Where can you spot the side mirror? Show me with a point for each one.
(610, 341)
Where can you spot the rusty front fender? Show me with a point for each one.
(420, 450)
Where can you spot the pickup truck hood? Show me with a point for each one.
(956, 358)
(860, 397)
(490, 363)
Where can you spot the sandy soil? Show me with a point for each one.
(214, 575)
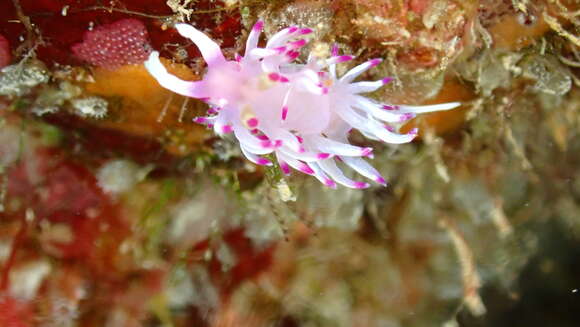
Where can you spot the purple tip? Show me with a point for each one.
(334, 51)
(407, 116)
(298, 43)
(226, 129)
(388, 107)
(381, 181)
(285, 168)
(387, 80)
(366, 152)
(252, 122)
(258, 26)
(375, 62)
(266, 144)
(263, 162)
(274, 77)
(292, 54)
(306, 169)
(330, 183)
(344, 58)
(361, 185)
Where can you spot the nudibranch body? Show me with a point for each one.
(300, 113)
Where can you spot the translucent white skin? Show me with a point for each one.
(300, 113)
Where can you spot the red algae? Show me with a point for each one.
(62, 24)
(124, 42)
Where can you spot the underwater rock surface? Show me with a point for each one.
(117, 209)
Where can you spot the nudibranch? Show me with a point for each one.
(298, 113)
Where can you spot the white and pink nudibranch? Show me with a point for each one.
(300, 114)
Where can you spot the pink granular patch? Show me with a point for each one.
(4, 52)
(124, 42)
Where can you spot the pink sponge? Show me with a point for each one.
(4, 52)
(123, 42)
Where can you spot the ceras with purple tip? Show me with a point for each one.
(300, 113)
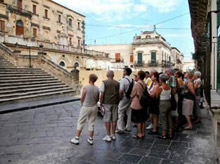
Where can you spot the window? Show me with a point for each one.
(70, 41)
(70, 22)
(117, 57)
(140, 58)
(78, 25)
(131, 58)
(34, 9)
(153, 57)
(62, 64)
(34, 32)
(59, 18)
(46, 13)
(2, 26)
(78, 42)
(19, 28)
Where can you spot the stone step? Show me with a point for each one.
(26, 86)
(27, 80)
(33, 93)
(22, 90)
(29, 83)
(37, 96)
(24, 77)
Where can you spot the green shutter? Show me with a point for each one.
(140, 58)
(153, 57)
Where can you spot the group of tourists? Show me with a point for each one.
(171, 99)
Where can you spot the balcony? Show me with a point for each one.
(139, 64)
(20, 11)
(153, 63)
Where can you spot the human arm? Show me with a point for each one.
(83, 95)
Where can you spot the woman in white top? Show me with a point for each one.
(165, 107)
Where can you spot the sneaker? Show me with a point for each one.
(150, 127)
(75, 140)
(107, 138)
(113, 137)
(90, 140)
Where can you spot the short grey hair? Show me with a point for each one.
(163, 77)
(197, 73)
(110, 74)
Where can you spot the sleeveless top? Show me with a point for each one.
(198, 90)
(92, 95)
(165, 94)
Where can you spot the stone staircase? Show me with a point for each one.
(27, 84)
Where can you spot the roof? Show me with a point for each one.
(66, 8)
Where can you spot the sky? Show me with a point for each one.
(117, 21)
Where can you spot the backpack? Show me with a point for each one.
(144, 100)
(128, 93)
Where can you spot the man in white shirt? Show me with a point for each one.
(124, 104)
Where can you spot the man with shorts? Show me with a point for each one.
(109, 100)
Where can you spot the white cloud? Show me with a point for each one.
(117, 10)
(162, 5)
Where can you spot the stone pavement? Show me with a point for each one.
(42, 136)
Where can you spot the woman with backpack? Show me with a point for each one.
(138, 113)
(165, 106)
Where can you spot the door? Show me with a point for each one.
(140, 58)
(19, 4)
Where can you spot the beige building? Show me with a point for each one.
(44, 26)
(148, 51)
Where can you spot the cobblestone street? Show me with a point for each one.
(42, 136)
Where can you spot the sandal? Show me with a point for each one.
(162, 137)
(136, 137)
(188, 128)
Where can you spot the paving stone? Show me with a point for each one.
(159, 154)
(129, 158)
(149, 160)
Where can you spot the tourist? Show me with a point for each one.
(89, 99)
(188, 100)
(165, 107)
(109, 100)
(154, 102)
(197, 86)
(126, 85)
(138, 114)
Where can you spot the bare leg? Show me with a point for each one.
(91, 134)
(114, 123)
(189, 121)
(78, 133)
(155, 122)
(139, 130)
(108, 126)
(143, 128)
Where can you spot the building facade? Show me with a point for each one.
(148, 51)
(42, 20)
(35, 26)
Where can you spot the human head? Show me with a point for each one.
(196, 75)
(93, 78)
(147, 74)
(188, 75)
(141, 75)
(155, 77)
(163, 78)
(110, 74)
(127, 71)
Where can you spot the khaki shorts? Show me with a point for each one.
(110, 112)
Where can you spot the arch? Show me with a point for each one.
(62, 63)
(19, 27)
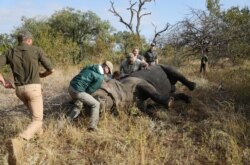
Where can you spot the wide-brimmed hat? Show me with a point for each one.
(110, 66)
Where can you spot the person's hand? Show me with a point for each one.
(42, 74)
(9, 85)
(2, 81)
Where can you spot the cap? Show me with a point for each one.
(110, 66)
(24, 34)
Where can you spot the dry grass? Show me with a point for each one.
(213, 129)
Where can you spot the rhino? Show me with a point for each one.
(156, 83)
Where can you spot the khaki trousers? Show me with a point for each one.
(31, 95)
(81, 98)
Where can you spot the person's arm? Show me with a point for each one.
(2, 81)
(46, 73)
(46, 63)
(144, 64)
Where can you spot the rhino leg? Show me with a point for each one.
(144, 91)
(181, 96)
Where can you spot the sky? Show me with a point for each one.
(162, 11)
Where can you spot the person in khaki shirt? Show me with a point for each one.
(24, 60)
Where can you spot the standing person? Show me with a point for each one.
(83, 85)
(204, 61)
(24, 61)
(137, 55)
(151, 56)
(131, 64)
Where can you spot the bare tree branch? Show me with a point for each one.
(159, 32)
(112, 10)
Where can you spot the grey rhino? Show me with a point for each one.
(157, 83)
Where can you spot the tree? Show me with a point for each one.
(136, 15)
(82, 28)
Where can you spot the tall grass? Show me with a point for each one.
(213, 129)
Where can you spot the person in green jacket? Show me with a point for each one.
(83, 85)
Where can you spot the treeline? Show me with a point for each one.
(71, 36)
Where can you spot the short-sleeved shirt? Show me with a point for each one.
(150, 56)
(24, 61)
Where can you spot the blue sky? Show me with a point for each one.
(163, 11)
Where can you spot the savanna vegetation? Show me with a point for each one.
(213, 129)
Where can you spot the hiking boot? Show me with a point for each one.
(16, 150)
(73, 114)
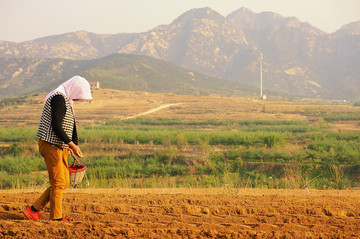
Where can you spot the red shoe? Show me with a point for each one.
(30, 214)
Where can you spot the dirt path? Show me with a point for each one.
(152, 110)
(188, 213)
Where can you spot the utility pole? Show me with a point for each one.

---*---

- _ASSIGNED TASK_:
Everything in the material above must be repeated exactly, apart from its pictures.

- _TASK RESULT_:
Where can you spot the side mirror? Show me with a point for each one.
(610, 341)
Where can you spot the rusty front fender? Show me with a point for each one.
(420, 450)
Where can you spot the pickup truck hood? Show me with a point for each one.
(956, 358)
(860, 397)
(490, 363)
Where can you spot the sandy soil? Show me with a point for each one.
(214, 575)
Where can you spot the purple tip? Show me with a point for each one.
(334, 51)
(407, 116)
(298, 43)
(226, 129)
(388, 107)
(381, 181)
(285, 168)
(387, 80)
(366, 152)
(252, 122)
(258, 26)
(375, 62)
(266, 144)
(263, 162)
(274, 77)
(292, 54)
(306, 169)
(330, 183)
(344, 58)
(361, 185)
Where can you spot the nudibranch body? Show me with a point for each one.
(300, 113)
Where can you spot the translucent white skin? Show me with a point for each one.
(300, 113)
Where can you spot the red algae? Show me with a point for each one.
(62, 24)
(124, 42)
Where can you spot the underwater rock surface? Show me with a point for each one.
(117, 209)
Where can you spot the nudibranch? Show me with a point for each one.
(298, 113)
Where can you spot the white and pink nudibranch? Show me with a point for each one.
(300, 114)
Where can you spot the pink granular patch? Show me with a point for each one.
(4, 52)
(124, 42)
Where can you spot the pink sponge? Show me with a point for each one.
(4, 52)
(123, 42)
Where can you spot the ceras with purple tip? Show me with a point for each one.
(300, 113)
Where can you spot the window? Show me with a point for each one.
(70, 41)
(70, 22)
(117, 57)
(140, 58)
(78, 25)
(131, 58)
(34, 9)
(153, 57)
(62, 64)
(34, 32)
(59, 18)
(46, 13)
(2, 26)
(78, 42)
(19, 28)
Where can you spot the stone step? Show me with a point for each one.
(26, 86)
(27, 80)
(33, 93)
(22, 90)
(29, 83)
(37, 96)
(24, 77)
Where can you spot the green shutter? Show me with a point for each one.
(140, 58)
(153, 57)
Where can you spot the group of tourists? Show me with a point for each one.
(171, 99)
Where can you spot the balcony? Show me with a point for each one.
(139, 64)
(20, 11)
(153, 63)
Where can you spot the human arm? Show me with a point for each one.
(83, 95)
Where can you spot the woman in white top? Show me with a point for each one.
(165, 107)
Where can you spot the sneaker? Show me with a point for each one.
(150, 127)
(75, 140)
(107, 138)
(113, 137)
(90, 140)
Where can you spot the short grey hair? Show me with a point for each one.
(163, 77)
(197, 73)
(110, 74)
Where can you spot the sleeveless top? Show me with a point for each one.
(198, 90)
(92, 95)
(165, 94)
Where can you spot the stone staircase? Show me with a point for each one.
(27, 84)
Where can you spot the roof? Show me with a point for each one.
(66, 8)
Where can you spot the sky? Show me with a point for each one.
(117, 21)
Where can you spot the backpack? Show me with a point for each one.
(144, 100)
(128, 93)
Where can you spot the man in white shirt? Show me with a point for each one.
(124, 104)
Where can you spot the man with shorts? Show me with a point for each one.
(109, 100)
Where can you spot the white cloud? Show me with a point for each one.
(117, 10)
(162, 5)
Where can you spot the stone pavement? Show me with a point for each one.
(42, 136)
Where can you spot the woman with backpack? Show me with a point for each one.
(138, 113)
(165, 106)
Where can you spot the door? Show me with a point for each one.
(140, 58)
(19, 4)
Where can you spot the beige building? Show me with a point for each one.
(44, 26)
(148, 51)
Where can you spot the cobblestone street? Show me with a point for each one.
(42, 136)
Where can you spot the sandal? Show me with a point for each one.
(162, 137)
(136, 137)
(188, 128)
Where can you spot the paving stone? Show me with a point for each one.
(159, 154)
(129, 158)
(149, 160)
Where can you spot the tourist? Show me with a point for each one.
(89, 99)
(188, 100)
(165, 107)
(109, 100)
(154, 102)
(197, 86)
(126, 85)
(138, 114)
Where can you spot the bare leg? Show me with a point for each one.
(91, 134)
(114, 123)
(189, 121)
(78, 133)
(155, 122)
(139, 130)
(108, 126)
(143, 128)
Where can you spot the building facade? Show me with a point for each one.
(148, 51)
(42, 20)
(35, 26)
Where can you spot the human head? Show me with a point for each one.
(196, 75)
(93, 78)
(147, 74)
(188, 75)
(141, 75)
(155, 77)
(163, 78)
(110, 74)
(127, 71)
Where can you spot the khaki shorts? Show me with a point for each one.
(110, 112)
Where can you spot the arch? Show me with a point for each one.
(62, 63)
(19, 27)
Where can you spot the wide-brimmed hat? Show me with a point for each one.
(110, 66)
Where can you spot the person's hand? Show me with a point for each one.
(42, 74)
(9, 85)
(2, 81)
Where can you spot the cap? Show me with a point for each one.
(110, 66)
(24, 34)
Where can you spot the dry grass? Show me with a point for each one.
(213, 129)
Where can you spot the rhino? Show me with a point for each one.
(156, 83)
Where can you spot the khaki trousers? Show me with a point for each one.
(31, 95)
(81, 98)
Where can you spot the person's arm? Show me with a point for each one.
(2, 81)
(46, 73)
(46, 63)
(144, 64)
Where can you spot the rhino leg? Show me with a point for each one.
(144, 91)
(181, 96)
Where can you spot the sky? Show me with a point for each one.
(162, 11)
Where can you spot the person in khaki shirt? Show me with a point for each one.
(24, 60)
Where can you spot the standing person? Show me with a point for each one.
(83, 85)
(204, 61)
(24, 61)
(137, 55)
(151, 56)
(131, 64)
Where can you spot the bare tree branch? Show me with a point for each one.
(159, 32)
(112, 10)
Where can you spot the grey rhino? Show me with a point for each one.
(157, 83)
Where can you spot the tree? Show me with a point for each one.
(136, 15)
(82, 28)
Where can you spot the tall grass? Show me with a point for each one.
(213, 129)
Where can you spot the person in green jacket? Show me with a point for each one.
(83, 85)
Where can you spot the treeline? Show me with a point for each one.
(71, 36)
Where can you spot the short-sleeved shirt? Show me with a point for each one.
(150, 56)
(24, 61)
Where can you spot the blue sky? Show me with a point for each one.
(163, 11)
Where can you spot the savanna vegetation? Show me with a point for each one.
(213, 129)
Where can you spot the hiking boot? Show me with a point for each one.
(16, 150)
(73, 114)
Where can you spot the red shoe? Show me with a point for each one.
(30, 214)
Where can you spot the dirt path? Show me with a point for each one.
(152, 110)
(188, 213)
Where can you spot the utility pole? Show me with a point for each one.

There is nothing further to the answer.